▶ _Stated goal_
Update the part of the data that opens with the line containing "Labeling fields. Category: grass." and runs through the end, putting "misty" wherever "hazy" appears and leaving everything else unchanged.

# Start of Raw data

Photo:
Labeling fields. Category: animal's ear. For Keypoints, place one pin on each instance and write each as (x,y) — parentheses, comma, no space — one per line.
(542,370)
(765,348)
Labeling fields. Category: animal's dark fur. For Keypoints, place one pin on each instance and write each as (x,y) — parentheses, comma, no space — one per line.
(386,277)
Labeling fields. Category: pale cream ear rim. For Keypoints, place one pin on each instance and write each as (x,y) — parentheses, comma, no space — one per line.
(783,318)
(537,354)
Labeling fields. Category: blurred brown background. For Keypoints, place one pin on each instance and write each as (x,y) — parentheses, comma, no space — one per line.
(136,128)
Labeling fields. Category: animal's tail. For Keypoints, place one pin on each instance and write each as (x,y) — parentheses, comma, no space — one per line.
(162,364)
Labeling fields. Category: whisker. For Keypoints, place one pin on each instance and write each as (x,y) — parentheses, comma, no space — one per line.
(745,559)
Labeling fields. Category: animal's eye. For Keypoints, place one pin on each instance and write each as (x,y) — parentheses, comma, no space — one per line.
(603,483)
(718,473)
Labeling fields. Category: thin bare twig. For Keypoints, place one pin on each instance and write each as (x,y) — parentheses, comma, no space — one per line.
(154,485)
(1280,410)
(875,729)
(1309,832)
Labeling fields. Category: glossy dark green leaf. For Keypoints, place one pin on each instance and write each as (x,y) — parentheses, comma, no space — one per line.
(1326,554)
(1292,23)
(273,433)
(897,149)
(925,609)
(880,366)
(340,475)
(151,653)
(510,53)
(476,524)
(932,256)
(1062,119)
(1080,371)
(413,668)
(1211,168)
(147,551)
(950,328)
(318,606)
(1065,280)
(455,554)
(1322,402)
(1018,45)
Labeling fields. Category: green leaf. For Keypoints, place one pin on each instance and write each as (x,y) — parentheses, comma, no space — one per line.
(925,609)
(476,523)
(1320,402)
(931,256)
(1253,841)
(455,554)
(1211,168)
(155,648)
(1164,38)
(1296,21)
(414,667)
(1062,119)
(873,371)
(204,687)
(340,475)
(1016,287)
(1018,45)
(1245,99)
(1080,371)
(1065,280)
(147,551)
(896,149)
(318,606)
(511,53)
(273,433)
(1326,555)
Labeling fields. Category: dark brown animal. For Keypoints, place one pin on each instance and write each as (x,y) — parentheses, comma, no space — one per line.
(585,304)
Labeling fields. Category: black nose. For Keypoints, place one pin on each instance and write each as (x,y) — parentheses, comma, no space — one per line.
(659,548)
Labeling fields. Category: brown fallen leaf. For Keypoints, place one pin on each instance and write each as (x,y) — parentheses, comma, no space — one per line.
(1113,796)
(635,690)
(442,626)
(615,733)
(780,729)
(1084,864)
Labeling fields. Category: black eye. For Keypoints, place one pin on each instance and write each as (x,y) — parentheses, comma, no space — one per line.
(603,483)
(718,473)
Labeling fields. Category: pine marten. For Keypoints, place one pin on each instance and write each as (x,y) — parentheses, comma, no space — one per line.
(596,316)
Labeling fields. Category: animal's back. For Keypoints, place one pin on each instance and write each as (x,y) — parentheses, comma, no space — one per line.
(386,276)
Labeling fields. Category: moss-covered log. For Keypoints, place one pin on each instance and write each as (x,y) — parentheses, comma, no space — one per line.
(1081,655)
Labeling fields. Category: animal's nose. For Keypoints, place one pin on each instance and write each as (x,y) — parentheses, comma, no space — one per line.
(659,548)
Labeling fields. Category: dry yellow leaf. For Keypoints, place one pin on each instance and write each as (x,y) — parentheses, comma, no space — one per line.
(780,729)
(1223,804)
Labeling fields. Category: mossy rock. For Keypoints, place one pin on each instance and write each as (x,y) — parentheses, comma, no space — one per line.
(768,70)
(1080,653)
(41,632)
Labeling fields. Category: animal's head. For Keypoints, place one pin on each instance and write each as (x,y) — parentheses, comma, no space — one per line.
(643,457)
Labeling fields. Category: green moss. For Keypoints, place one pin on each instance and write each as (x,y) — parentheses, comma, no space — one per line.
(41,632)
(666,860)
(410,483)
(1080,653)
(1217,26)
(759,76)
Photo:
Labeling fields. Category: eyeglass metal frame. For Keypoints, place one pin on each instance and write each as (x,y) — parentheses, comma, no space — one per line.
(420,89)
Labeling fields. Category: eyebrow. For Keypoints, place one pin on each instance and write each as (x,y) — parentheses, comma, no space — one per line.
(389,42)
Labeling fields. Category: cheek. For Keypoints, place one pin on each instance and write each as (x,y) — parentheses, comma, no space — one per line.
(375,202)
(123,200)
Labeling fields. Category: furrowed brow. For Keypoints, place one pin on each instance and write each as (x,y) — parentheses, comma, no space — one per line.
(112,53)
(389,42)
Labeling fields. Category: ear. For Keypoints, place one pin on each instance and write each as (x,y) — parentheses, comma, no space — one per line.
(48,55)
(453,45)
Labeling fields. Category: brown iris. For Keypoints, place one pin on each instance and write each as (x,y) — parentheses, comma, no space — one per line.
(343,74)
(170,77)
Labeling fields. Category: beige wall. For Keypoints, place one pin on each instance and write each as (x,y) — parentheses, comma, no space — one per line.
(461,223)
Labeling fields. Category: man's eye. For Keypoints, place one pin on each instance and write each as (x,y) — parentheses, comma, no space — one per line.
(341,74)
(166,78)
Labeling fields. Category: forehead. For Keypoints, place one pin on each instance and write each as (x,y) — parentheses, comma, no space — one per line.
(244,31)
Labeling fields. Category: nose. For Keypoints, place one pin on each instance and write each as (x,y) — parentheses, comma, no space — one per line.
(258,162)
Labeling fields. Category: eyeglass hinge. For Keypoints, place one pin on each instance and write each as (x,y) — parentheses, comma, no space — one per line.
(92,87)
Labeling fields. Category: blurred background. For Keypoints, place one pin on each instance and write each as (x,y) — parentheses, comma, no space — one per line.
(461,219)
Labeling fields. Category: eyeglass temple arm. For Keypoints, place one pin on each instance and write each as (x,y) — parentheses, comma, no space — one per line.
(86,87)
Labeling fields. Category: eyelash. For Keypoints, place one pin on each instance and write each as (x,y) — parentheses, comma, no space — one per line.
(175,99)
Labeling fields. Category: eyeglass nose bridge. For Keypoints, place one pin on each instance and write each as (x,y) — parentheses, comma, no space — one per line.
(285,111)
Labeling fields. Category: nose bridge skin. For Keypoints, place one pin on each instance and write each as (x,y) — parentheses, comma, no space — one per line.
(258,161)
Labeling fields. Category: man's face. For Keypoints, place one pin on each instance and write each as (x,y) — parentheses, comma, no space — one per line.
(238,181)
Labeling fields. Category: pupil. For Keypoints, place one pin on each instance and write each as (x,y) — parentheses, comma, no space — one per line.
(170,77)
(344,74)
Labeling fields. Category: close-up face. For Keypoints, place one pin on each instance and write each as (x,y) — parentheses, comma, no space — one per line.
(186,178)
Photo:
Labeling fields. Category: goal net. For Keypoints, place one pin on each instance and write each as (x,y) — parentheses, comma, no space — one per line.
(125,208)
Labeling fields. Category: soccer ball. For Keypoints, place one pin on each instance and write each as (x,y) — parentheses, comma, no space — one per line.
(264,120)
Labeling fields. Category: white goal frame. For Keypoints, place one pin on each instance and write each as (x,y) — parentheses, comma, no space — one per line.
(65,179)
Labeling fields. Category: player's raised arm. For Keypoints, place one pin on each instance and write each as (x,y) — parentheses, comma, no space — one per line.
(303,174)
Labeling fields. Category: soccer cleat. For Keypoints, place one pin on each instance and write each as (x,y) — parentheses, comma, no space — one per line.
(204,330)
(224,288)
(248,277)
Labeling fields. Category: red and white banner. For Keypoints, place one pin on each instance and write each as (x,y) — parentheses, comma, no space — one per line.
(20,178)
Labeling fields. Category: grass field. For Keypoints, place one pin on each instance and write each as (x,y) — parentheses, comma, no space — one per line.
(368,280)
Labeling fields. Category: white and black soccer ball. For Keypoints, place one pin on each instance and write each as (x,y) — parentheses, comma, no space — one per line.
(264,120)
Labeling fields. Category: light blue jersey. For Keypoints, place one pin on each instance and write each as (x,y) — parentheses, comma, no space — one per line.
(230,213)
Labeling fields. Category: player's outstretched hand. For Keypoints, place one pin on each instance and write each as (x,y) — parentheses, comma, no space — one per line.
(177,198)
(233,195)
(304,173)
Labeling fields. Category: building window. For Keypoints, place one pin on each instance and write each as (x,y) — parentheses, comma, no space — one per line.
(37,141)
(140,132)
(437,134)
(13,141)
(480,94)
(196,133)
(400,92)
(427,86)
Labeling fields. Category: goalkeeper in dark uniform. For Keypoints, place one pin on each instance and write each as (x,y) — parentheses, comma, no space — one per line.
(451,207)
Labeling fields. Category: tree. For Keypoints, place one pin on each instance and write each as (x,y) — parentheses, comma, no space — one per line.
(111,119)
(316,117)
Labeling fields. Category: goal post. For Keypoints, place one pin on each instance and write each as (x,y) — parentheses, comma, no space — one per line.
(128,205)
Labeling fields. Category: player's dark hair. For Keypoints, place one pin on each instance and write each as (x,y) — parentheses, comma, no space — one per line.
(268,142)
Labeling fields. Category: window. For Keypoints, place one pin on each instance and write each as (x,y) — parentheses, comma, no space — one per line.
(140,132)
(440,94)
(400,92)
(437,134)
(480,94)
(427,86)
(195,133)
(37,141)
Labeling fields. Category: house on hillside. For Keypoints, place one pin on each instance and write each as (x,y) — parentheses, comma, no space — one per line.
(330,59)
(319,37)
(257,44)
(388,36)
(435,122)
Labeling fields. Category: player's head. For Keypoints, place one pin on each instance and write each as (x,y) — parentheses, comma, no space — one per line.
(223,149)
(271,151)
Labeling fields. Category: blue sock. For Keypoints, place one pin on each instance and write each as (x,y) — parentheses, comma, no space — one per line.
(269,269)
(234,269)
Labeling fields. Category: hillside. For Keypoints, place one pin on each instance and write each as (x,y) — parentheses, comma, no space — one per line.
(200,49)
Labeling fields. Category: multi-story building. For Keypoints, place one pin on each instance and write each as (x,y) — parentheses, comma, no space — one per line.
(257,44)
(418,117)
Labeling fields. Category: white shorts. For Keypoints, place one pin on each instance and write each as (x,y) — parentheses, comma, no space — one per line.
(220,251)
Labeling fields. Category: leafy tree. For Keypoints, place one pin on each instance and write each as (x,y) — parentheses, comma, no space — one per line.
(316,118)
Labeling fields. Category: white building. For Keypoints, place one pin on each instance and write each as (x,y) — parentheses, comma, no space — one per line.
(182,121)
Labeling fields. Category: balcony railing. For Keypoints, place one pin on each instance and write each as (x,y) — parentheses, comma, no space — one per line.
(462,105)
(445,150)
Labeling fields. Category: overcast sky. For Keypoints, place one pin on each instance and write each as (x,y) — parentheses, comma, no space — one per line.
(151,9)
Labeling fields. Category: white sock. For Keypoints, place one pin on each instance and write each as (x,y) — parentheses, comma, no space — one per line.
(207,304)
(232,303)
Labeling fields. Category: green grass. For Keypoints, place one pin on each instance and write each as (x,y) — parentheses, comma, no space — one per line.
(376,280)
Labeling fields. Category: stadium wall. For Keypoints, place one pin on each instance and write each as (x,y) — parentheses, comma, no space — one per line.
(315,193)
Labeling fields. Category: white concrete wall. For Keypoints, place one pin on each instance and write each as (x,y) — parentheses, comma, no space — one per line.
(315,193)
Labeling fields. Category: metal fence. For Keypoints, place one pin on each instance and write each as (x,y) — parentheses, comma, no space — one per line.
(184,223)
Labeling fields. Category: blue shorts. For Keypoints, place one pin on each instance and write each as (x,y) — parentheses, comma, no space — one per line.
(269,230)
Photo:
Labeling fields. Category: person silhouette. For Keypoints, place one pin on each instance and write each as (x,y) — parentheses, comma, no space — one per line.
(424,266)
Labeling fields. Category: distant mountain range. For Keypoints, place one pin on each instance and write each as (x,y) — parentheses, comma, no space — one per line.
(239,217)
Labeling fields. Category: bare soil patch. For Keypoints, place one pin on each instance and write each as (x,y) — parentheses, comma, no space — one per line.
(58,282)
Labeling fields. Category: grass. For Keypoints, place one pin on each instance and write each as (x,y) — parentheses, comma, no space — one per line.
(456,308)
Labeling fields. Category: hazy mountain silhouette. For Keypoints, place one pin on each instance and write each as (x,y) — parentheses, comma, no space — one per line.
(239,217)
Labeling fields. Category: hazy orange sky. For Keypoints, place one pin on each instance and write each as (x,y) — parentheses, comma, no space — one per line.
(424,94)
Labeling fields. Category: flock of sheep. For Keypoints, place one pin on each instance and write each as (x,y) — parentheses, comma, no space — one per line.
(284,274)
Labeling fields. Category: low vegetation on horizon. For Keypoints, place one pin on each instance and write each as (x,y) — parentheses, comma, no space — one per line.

# End of Raw data

▶ _Task output_
Labeling fields. Category: grass. For Keypoints, place one pin on each instance and write each as (x,y) — parentheses, comma, no space — one per line.
(456,308)
Labeling fields. Category: misty mountain silhouette. For Keypoints, place one pin on each instance and write each as (x,y) — parentheses, comma, no space — one per line.
(239,217)
Labeling fields. Category: misty orange sky. For Keypoints, place one pin on each instance and write each as (x,y) — parentheses, comma, no space — one per line.
(424,94)
Labeling fields. Category: flock of sheep. For Keypoints, place one pin on each instance and write each as (x,y) — parentheses, comma, no space — one per line.
(284,274)
Labeling fields. Category: low vegetation on horizon. For Keypoints, place one pin on each instance and write each as (x,y) — parentheses, comma, no space — one per line.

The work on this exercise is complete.